Reproduce the records. Keep every word exact and include no images.

*** Data rows ***

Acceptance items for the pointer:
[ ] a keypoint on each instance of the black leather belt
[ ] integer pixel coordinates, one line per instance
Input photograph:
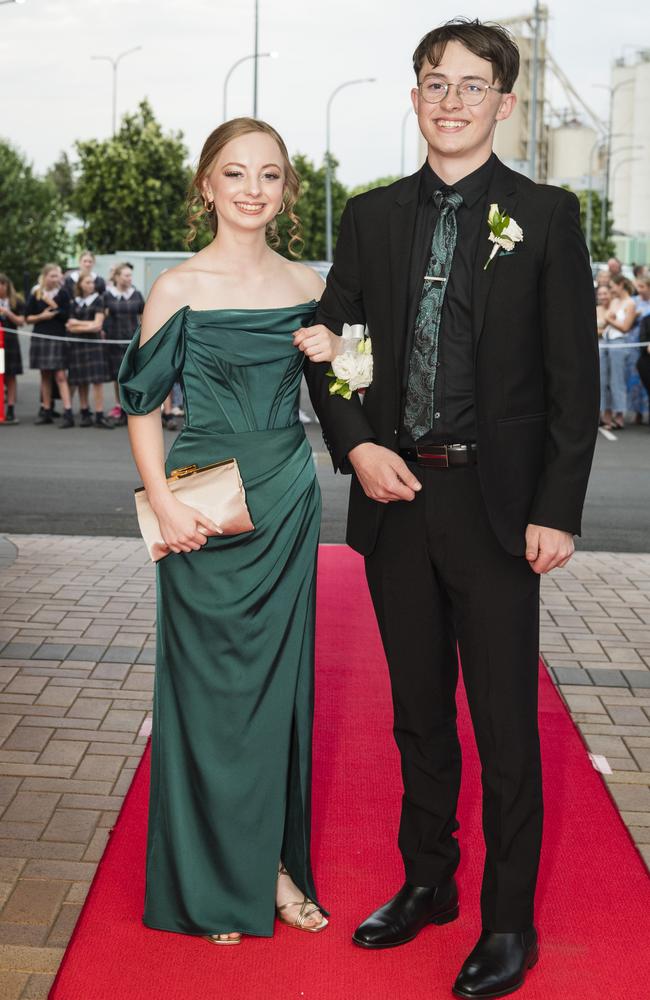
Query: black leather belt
(441, 456)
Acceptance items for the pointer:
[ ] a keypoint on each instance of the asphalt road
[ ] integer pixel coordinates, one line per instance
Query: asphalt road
(81, 482)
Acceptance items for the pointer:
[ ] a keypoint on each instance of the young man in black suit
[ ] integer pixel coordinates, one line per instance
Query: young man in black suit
(470, 458)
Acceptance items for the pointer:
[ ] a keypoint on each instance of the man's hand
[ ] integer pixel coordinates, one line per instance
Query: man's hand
(547, 548)
(318, 343)
(383, 475)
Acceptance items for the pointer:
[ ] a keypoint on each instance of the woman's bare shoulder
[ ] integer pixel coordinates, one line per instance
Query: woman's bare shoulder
(307, 280)
(169, 293)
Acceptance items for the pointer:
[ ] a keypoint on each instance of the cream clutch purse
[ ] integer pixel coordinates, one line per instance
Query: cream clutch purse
(215, 490)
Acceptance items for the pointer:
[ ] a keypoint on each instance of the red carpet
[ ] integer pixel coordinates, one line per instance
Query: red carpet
(593, 899)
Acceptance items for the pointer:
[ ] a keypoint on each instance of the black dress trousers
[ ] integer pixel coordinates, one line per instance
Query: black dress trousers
(438, 576)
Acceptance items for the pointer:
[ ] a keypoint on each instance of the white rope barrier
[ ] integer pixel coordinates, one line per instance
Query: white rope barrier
(71, 339)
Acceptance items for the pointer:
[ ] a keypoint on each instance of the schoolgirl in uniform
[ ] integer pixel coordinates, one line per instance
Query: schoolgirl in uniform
(48, 309)
(11, 315)
(88, 363)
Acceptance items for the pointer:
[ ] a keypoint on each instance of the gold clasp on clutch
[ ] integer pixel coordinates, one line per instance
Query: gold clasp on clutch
(185, 470)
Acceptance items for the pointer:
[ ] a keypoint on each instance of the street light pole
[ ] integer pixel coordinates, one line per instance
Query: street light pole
(115, 63)
(612, 91)
(532, 155)
(590, 182)
(255, 56)
(405, 119)
(328, 168)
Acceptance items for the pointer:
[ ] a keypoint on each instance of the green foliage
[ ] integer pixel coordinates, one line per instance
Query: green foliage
(33, 218)
(311, 208)
(371, 185)
(131, 189)
(600, 249)
(61, 176)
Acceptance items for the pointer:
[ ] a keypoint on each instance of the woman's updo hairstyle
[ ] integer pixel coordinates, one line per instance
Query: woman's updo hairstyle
(196, 206)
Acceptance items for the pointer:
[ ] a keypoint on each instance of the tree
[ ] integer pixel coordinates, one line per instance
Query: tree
(61, 175)
(131, 189)
(311, 208)
(33, 219)
(600, 249)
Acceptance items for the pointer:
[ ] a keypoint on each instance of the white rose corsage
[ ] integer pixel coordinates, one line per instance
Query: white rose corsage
(504, 232)
(352, 369)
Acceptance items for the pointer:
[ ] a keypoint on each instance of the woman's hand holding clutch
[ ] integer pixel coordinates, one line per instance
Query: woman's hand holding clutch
(183, 528)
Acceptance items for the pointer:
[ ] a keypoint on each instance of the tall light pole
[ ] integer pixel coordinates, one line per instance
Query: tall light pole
(254, 56)
(608, 157)
(590, 181)
(328, 168)
(115, 63)
(532, 154)
(402, 162)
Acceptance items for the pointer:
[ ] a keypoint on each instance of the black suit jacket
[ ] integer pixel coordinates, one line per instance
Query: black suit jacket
(536, 369)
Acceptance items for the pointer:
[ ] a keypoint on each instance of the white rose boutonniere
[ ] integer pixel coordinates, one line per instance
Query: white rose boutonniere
(352, 369)
(504, 232)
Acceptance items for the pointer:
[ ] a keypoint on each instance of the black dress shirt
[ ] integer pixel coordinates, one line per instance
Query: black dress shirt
(455, 417)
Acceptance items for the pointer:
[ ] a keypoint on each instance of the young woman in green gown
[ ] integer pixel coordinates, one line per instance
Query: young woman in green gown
(229, 814)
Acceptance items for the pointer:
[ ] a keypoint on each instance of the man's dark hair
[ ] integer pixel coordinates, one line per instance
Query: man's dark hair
(489, 41)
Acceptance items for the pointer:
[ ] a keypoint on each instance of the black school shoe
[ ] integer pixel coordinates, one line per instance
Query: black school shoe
(498, 965)
(403, 917)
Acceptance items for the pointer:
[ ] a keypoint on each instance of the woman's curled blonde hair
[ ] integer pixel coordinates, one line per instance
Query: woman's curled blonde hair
(223, 134)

***

Result of the exercise –
Acceptance items for the pointer:
[ ] a keypoint on each instance of the black leather belt
[ ] integer pixel coordinates, one line per instance
Input photograph:
Query: black leather belt
(441, 456)
Acceptance items for the pointer:
[ ] a keypoint on each instance of the asphalt road
[ ] integer pixel coordinates, one line per instance
Query: asphalt road
(81, 482)
Acceptance items for the pointer:
[ ] a keypoint on each instance of the young man in black suit
[ ] integer pixel coordinates, one line per instance
Query: young man in black suit
(470, 458)
Acceptance items for the pointer:
[ ] a keypoint on each instance of the man's hand
[ ] integer pixel coordinates, one line per instance
Query: man's hand
(547, 548)
(318, 343)
(383, 475)
Acceptance items for the pointer:
[ ] a keypoint on each instance of the woman's bare shoulder
[ ] integer pixel coordinates, one line per instance
Query: woman's bare shoulder
(307, 280)
(169, 293)
Acceptance items for the pointer:
[ ] a keypoint on each instance of the cream clutch purse
[ ] integer pixel coordinates, one line per instance
Query: cream clutch purse
(215, 490)
Acceptance items for the pointer:
[ ] a keypoint on each instance of the red carpet
[ ] integer pixel coordinates, one line per instance
Query: red carpet
(593, 899)
Acceptance items for the pointer:
[ ] a keypoint on each instance of the black dress trousers
[ ] integer pixel coordinates, one line per instance
Query: black dress trousers
(438, 576)
Acceptance items for the pointer:
[ ] a keypoint on each instance of the white rope barrier
[ ] integer pixel coordinates, one line per instance
Query: white rope barrier
(71, 339)
Acceptance items for the pointer:
[ ] a keypoint on each instance of the schoolgirl in uniform
[ ] integer pixel coordinates, one line per instance
Query: schoolgirl in uniform
(48, 309)
(11, 315)
(88, 363)
Acceptance items for the pointer:
[ ] a keypoint on each instance of the gold clasp on clutch
[ ] integer pixel coordinates, one line per instance
Query: gold clasp on clutch
(185, 470)
Acceptance items for the pointer:
[ ] a keypoint on each instance of the street light pole
[ ] integer pixel coordinates, one line per instance
Query: street light pole
(115, 63)
(612, 91)
(532, 155)
(590, 182)
(255, 56)
(405, 119)
(328, 168)
Acceptance items for the pointer:
[ ] a keypoint on each instance of the green foliage
[ ] integer pixel coordinates, one line per instance
Query: green foliage
(33, 218)
(311, 208)
(371, 185)
(131, 189)
(600, 249)
(61, 176)
Acceptance items for the pointer:
[ ] a keypoint on each instance of the woman's updo hairstyle
[ ] integer pixel coordinates, one line per instance
Query: woman's updo hairstyle
(196, 206)
Acceptance items for the pointer:
[ ] a keypoint on each instance of the tree
[ ] integer pixel coordinates, one line per instance
Query: tree
(61, 175)
(131, 189)
(311, 208)
(33, 219)
(600, 249)
Acceptance items for the pointer:
[ ] a keypoint on each instance of the white rose corsage
[ ] integer pixel coordinates, one line per instance
Query: white rose corsage
(504, 232)
(352, 369)
Acceptance items for the pointer:
[ ] a keypoint on each instance of the woman's hand holding clutch
[ ] integer pixel coordinates, one line per instance
Query: woman's hand holding clutch
(183, 528)
Acceptance items for the pointer:
[ ] a keypoint on each instance of the tall light pole
[ ] integer pixel coordinates, one line per instance
Query: tall light pole
(254, 56)
(608, 157)
(590, 181)
(328, 168)
(115, 63)
(532, 154)
(402, 162)
Acceptance items for the pointer:
[ ] a keypoint on each instance of the black suit jacket
[ ] integer pixel coordinates, one line per instance
Query: black suit jacket
(536, 369)
Acceptance items for the pointer:
[ ] a keypoint on each instance of the white rose boutonniere
[ ] integer pixel coordinates, one line per instance
Query: white rose boutonniere
(352, 369)
(504, 232)
Acceptance items for the pointer:
[ ] a keypoint on each instance of the black dress shirt
[ ] integer pixel coordinates, one line per instance
Query: black dress shirt
(455, 417)
Acceptance items for the pointer:
[ ] a keypoint on each instance of the young woman in green gown
[ ] integer pixel coordinates, one line per instance
Query: young woman in green gown
(229, 814)
Acceptance items for the pointer:
[ ] a keypoint on each instance of the man's dark hair
[ ] integer pixel coordinates, one line per instance
Query: man's dark hair
(489, 41)
Acceptance items for the pointer:
[ ] a keypoint on each instance of the black school shoe
[ ] integer pixel coordinates, one line per instance
Query: black school shoe
(498, 965)
(403, 917)
Acceptance items for the pointer:
[ ] a keypoint on each instance of the woman's curled blonde hair
[ ] integer pixel coordinates, one line per instance
Query: woman's curled blonde hair
(223, 134)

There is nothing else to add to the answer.